**VORLIEGENDER TEXT:**

Neonazis - Stiefbrüder der Linken?

Was hat Kay Diesner von der Linken gelernt? Über Militanz und Habitus, Nationalrevolutionäre und Naturmystik streiten die Jungle World-Redakteure

Elsässer: Im März hat der Nazi-Terrorist Kay Diesner einen PDS-Buchhändler in Berlin-Marzahn niedergeschossen und wenig später einen Polizisten getötet, einen anderen schwer verletzt. In der Jungle World wurde in der Berichterstattung zum kürzlich eröffneten Prozeß gegen Diesner nahelegt, er habe als verlängerter Arm von Ex-General Jörg Schönbohm gehandelt, des Berliner CDU-Innensenators. Offenkundig ist das aber falsch: Diesner selbst hat vor Gericht nicht Schönbohm, sondern die RAF und die IRA als seine Vorbilder benannt. Wie denen gehe es auch ihm um den Kampf gegen den "faschistischen-imperialistischen Staat". Müssen wir unsere Einschätzung revidieren?

Vogel: Die vermeintlich linken Phrasen waren nur die eine Hälfte seiner diffusen Argumentation. Ansonsten hat Diesner typische Nazi-Positionen vertreten - etwa die Hetze gegen Türken und Bosnier, die Marzahn vermüllen.

Elsässer: Das ist ja das Interessante: Wie diese beiden Argumentationsstränge, einer von links und einer von rechts, in seinem Kopf zusammengehen.

Fahs: Diesner bezieht sich nicht in erster Linie auf die Inhalte, sondern auf die Formen der RAF. Die Professionalität und Präzision, mit der die RAF etwa beim Herrhausen-Attentat die tödliche Bombe an einen lasergesteuerten Auslöser koppelte - das imponiert auch dem "Arischen Werwolf" Diesner.

Bozic: Wir haben ihn als Schönbohms verlängerten Arm bezeichnet, weil Schönbohm die PDS wegen der Verhinderung eines Nazi-Aufmarsches in Berlin-Hellersdorf scharf attackiert hat. Das sahen die Nazis genauso. Zur selben Zeit gab es die Morddrohungen gegen die Berliner PDS-Chefin - und dann ist Diesner losmarschiert und hat geballert. Das war richtig, diesen Zusammenhang aufzuzeigen.
Außerdem: Diesner sieht sich selbst als Einzelkämpfer - das ist nicht vergleichbar mit dem Konzept der RAF, einem Agieren im geschlossenen Kollektiv.

**DEINE AUFGABEN:**
1. Welche Vorbilder hat Kay Diesner laut dem Streitgespräch über Kay Diesner vor Gericht benannt?
2. Fasse das Streitgespräch über Kay Diesner in zwei Sätzen zusammen.
3. Setze das Streitgespräch über Kay Diesner im Anschluss an die letzte Aussage fort.

**DATEN:**
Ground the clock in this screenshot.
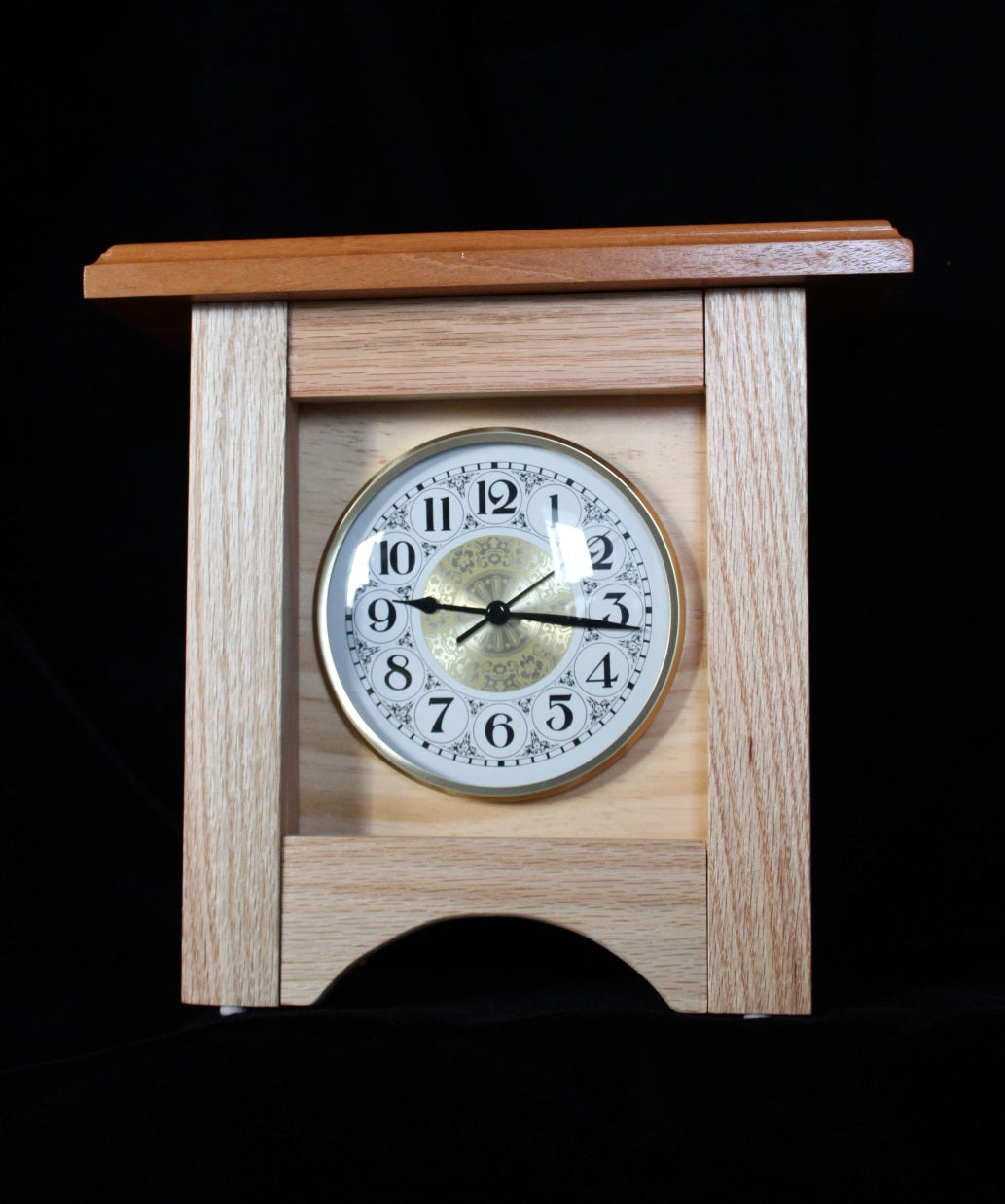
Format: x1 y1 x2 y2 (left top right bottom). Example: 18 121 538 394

**SCHRIFTLICHE ANTWORTEN:**
1. Die RAF und die IRA.

2. Der Nazi-Terrorist Kay Diesner schoss im März in Berlin-Marzahn einen PDS-Buchhändler nieder, tötete wenig später einen Polizisten und verletzte einen anderen schwer. Vor Gericht benannte er RAF und IRA als Vorbilder, vertrat aber zugleich typische Nazi-Positionen, und die Jungle World-Redakteure streiten darüber, ob ihn vor allem die Formen der RAF beeindrucken und ob die Darstellung als verlängerter Arm Schönbohms berechtigt war.

3.
Vogel: Ich gehe davon aus, daß Diesners positiver Bezug auf die RAF in erster Linie einem extremen Subjektivismus geschuldet ist. Auch in der radikalen Linken, nicht nur in der bewaffneten, kursiert immer wieder dieses "Wir", die Guten, im Kampf gegen "die", die Bösen. Man denke an die Position "Mensch oder Schwein". Diesner hat den Schußwechsel mit den Polizisten als "Kampf Mann gegen Mann" geschildert. Das erinnert fatal an manche Punks, die Kapuzenpullis mit dem Aufdruck "Schieß doch, Bulle!" tragen.

Elsässer: Es stimmt nicht, daß Diesner sich nicht auf die Inhalte der RAF beziehen konnte. Die RAF hat hauptsächlich als nationale Befreiungsfront agiert, nicht als soziale, ihre spektakulärsten Aktionen richteten sich gegen die US-Armee, die Nato und ihre Repräsentanten. Das ist kompatibel mit dem Ziel der Rechten, die sogenannten "Besatzer" loszuwerden.

Fahs: Ohne daß ich jetzt zentrale Fehler der RAF beschönigen wollte, bleibt doch Fakt, daß ihre spektakulärsten Aktionen dem deutschen Großkapitalisten und Kriegsverbrecher Schleyer plus noch einigen anderen ähnlichen Kalibers gegolten haben.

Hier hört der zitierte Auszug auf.